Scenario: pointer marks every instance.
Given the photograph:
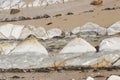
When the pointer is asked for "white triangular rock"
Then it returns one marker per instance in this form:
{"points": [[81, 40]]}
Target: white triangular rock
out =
{"points": [[114, 77], [110, 44], [40, 33], [90, 78], [89, 29], [6, 48], [30, 45], [55, 32], [78, 45], [114, 29]]}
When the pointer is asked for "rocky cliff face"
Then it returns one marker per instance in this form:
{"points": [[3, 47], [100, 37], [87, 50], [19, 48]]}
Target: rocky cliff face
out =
{"points": [[8, 4]]}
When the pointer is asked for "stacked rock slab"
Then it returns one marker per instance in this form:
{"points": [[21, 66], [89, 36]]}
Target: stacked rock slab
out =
{"points": [[110, 44], [39, 32], [8, 4], [114, 29], [89, 29], [55, 32], [10, 31], [78, 45], [29, 45], [26, 54], [114, 77]]}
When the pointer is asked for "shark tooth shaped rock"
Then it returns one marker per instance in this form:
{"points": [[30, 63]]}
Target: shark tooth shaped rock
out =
{"points": [[55, 32], [7, 47], [114, 29], [78, 45], [110, 44], [30, 45], [89, 29]]}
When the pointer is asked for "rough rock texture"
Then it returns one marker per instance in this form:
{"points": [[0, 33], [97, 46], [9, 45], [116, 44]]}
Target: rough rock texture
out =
{"points": [[114, 77], [6, 48], [90, 78], [39, 32], [114, 29], [8, 4], [89, 29], [55, 32], [77, 45], [10, 31], [110, 44], [29, 45]]}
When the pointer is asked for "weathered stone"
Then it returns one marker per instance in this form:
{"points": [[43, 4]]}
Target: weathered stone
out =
{"points": [[55, 32], [90, 78], [77, 45], [14, 11], [29, 45], [89, 29], [110, 44], [114, 29], [114, 77]]}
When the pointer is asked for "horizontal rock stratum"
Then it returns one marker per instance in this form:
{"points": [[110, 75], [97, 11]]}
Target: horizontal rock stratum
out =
{"points": [[24, 49]]}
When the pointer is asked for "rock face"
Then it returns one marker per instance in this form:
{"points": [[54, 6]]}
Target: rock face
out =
{"points": [[98, 2], [114, 77], [114, 29], [14, 11], [10, 31], [55, 32], [110, 44], [29, 45], [89, 29], [8, 4], [90, 78], [39, 32], [77, 45], [6, 48]]}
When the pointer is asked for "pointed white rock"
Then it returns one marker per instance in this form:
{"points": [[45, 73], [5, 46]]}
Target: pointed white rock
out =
{"points": [[78, 45], [110, 44], [114, 29], [10, 31], [55, 32], [16, 31], [114, 77], [6, 30], [30, 45], [90, 28], [90, 78], [40, 33], [6, 48]]}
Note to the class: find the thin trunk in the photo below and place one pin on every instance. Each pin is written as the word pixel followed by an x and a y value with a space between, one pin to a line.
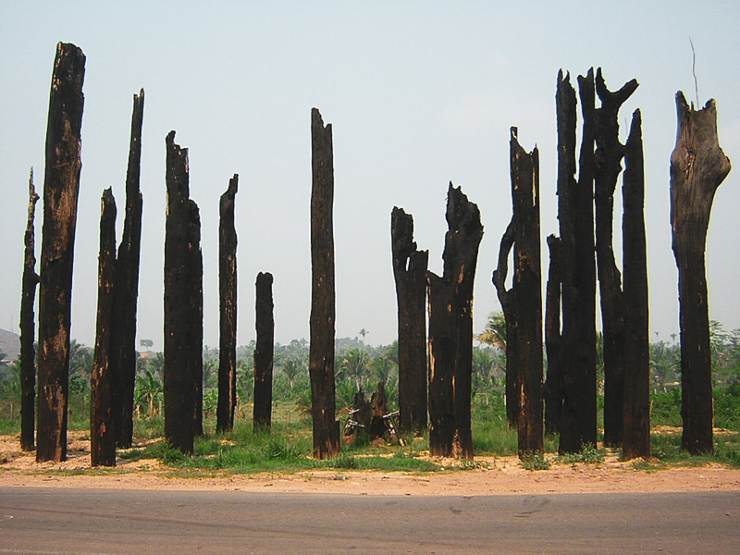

▸ **Set problem**:
Locate each line in the rows above that contains the word "stratum", and copy those lines out. Case counts.

▸ **Response below**:
When the pointer is asked for "horizontal rock stratum"
Target: horizontal rock stratum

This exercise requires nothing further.